▶ _Aim_: Which lines of the records below contain the word "banner"? Pick out each one and copy it in full.

Excerpts from a location annotation dataset:
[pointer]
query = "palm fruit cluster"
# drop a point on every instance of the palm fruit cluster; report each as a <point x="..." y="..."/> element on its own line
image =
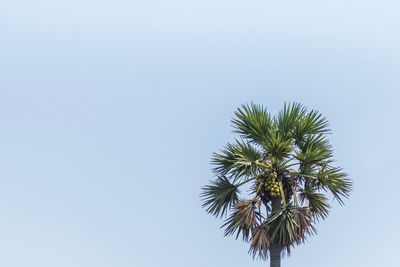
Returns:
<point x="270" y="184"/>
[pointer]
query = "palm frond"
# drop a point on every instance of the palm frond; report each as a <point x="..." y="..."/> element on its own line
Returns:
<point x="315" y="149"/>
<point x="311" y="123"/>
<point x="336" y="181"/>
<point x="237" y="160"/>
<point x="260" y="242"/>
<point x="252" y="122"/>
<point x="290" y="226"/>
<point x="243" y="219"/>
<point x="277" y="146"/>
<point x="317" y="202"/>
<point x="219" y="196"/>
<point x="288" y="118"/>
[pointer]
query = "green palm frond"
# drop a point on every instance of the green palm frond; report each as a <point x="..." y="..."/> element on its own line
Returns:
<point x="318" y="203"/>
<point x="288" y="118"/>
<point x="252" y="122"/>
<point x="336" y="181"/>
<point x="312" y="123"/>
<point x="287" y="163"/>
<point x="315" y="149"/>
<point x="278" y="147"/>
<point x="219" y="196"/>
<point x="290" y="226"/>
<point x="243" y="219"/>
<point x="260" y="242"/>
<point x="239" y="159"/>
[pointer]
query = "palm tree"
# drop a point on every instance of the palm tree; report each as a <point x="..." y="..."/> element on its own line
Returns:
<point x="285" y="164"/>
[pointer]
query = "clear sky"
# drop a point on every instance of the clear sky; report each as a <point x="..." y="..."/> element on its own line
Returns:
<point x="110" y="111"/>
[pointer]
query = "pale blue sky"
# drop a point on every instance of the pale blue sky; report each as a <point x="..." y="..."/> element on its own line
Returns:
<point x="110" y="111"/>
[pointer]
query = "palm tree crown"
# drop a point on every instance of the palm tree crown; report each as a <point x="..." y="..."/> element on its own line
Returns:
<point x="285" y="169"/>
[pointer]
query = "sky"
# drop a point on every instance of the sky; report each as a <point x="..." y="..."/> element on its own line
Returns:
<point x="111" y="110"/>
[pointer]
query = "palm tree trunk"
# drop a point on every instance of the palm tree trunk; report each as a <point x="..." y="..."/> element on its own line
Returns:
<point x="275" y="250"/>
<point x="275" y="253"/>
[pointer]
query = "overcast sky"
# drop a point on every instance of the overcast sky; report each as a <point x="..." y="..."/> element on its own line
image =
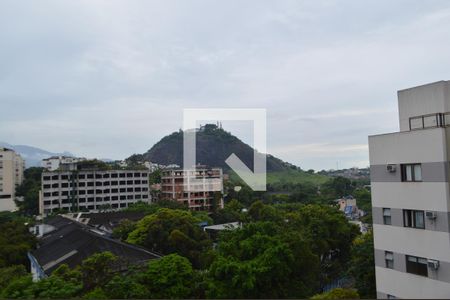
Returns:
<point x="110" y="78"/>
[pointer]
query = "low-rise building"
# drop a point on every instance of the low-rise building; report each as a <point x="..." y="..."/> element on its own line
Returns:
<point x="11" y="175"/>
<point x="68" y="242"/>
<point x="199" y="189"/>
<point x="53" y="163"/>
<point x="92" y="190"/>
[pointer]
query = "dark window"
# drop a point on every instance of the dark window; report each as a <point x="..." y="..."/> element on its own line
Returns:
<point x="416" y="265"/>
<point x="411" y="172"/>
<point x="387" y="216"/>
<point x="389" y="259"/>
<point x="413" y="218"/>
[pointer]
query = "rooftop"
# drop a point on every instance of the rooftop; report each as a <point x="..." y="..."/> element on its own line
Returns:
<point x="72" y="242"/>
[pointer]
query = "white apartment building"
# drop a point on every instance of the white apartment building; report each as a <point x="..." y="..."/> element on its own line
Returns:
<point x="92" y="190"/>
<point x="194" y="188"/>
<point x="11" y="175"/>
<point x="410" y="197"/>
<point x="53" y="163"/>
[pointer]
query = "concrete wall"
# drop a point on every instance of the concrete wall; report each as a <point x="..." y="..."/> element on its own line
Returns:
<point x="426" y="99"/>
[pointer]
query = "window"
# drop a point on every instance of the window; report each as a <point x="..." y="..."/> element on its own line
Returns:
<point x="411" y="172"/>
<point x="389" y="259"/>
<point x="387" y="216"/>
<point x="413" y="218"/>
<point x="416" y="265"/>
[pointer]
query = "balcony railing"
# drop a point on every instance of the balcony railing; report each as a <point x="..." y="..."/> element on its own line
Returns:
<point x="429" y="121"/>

...

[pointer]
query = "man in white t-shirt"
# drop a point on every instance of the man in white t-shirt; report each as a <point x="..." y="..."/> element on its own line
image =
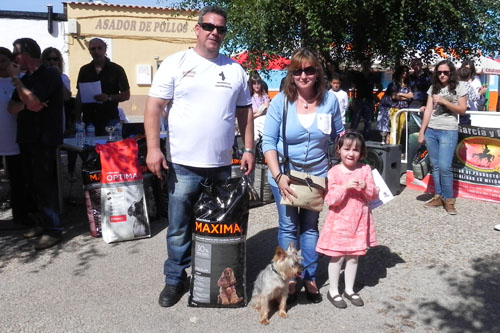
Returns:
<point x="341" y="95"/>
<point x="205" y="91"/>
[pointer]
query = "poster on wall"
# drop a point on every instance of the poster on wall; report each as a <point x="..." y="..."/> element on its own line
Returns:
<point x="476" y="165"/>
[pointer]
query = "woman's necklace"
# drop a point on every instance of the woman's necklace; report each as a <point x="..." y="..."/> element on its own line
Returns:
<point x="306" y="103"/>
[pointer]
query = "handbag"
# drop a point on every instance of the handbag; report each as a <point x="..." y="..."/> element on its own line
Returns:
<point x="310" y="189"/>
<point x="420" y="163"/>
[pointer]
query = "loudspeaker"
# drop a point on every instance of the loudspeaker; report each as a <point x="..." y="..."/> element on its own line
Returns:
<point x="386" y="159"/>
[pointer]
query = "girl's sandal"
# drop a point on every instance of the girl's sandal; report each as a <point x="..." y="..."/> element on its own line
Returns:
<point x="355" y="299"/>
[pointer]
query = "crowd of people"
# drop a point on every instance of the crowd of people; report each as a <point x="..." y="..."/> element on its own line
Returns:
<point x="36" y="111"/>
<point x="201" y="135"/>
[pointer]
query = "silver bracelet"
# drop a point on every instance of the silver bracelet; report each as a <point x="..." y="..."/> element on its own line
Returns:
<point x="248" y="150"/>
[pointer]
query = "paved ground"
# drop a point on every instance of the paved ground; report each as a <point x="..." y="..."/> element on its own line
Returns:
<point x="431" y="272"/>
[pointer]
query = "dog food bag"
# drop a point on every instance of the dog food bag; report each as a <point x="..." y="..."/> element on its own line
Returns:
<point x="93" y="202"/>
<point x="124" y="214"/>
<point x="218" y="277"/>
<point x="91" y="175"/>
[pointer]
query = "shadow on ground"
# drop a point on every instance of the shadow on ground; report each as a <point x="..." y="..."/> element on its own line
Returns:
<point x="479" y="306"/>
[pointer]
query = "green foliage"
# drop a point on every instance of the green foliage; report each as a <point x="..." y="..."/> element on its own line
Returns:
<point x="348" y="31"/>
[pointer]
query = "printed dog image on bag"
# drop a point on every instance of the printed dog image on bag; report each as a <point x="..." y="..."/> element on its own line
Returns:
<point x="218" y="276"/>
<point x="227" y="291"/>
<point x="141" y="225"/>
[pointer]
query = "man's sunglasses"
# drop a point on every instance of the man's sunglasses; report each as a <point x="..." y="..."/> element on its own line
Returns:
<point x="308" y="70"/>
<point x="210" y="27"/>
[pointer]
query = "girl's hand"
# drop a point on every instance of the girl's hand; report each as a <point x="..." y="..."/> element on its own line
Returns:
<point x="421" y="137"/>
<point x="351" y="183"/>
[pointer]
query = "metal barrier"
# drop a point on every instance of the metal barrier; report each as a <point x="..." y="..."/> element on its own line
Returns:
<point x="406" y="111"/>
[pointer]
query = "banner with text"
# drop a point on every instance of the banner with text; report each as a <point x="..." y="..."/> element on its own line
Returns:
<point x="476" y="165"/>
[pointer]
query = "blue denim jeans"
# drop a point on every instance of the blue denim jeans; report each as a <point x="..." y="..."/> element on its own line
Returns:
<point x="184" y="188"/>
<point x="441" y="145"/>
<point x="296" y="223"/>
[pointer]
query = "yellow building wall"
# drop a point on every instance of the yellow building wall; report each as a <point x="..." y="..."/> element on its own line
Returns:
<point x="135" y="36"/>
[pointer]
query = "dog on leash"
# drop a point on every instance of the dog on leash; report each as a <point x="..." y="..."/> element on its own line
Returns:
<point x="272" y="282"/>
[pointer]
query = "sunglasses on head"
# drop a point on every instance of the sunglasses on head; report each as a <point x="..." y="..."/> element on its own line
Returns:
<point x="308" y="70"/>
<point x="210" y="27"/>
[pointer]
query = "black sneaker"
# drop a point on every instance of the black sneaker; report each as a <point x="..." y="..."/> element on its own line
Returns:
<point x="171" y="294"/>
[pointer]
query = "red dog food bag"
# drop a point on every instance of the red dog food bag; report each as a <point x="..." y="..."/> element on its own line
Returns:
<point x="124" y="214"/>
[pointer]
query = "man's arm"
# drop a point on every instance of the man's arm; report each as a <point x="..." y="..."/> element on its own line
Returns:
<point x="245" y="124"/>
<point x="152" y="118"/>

▶ _Response to the task_:
query = "banner with text"
# drop a point on every instance of the banner with text; report each as a <point x="..." y="..."/> element on its own line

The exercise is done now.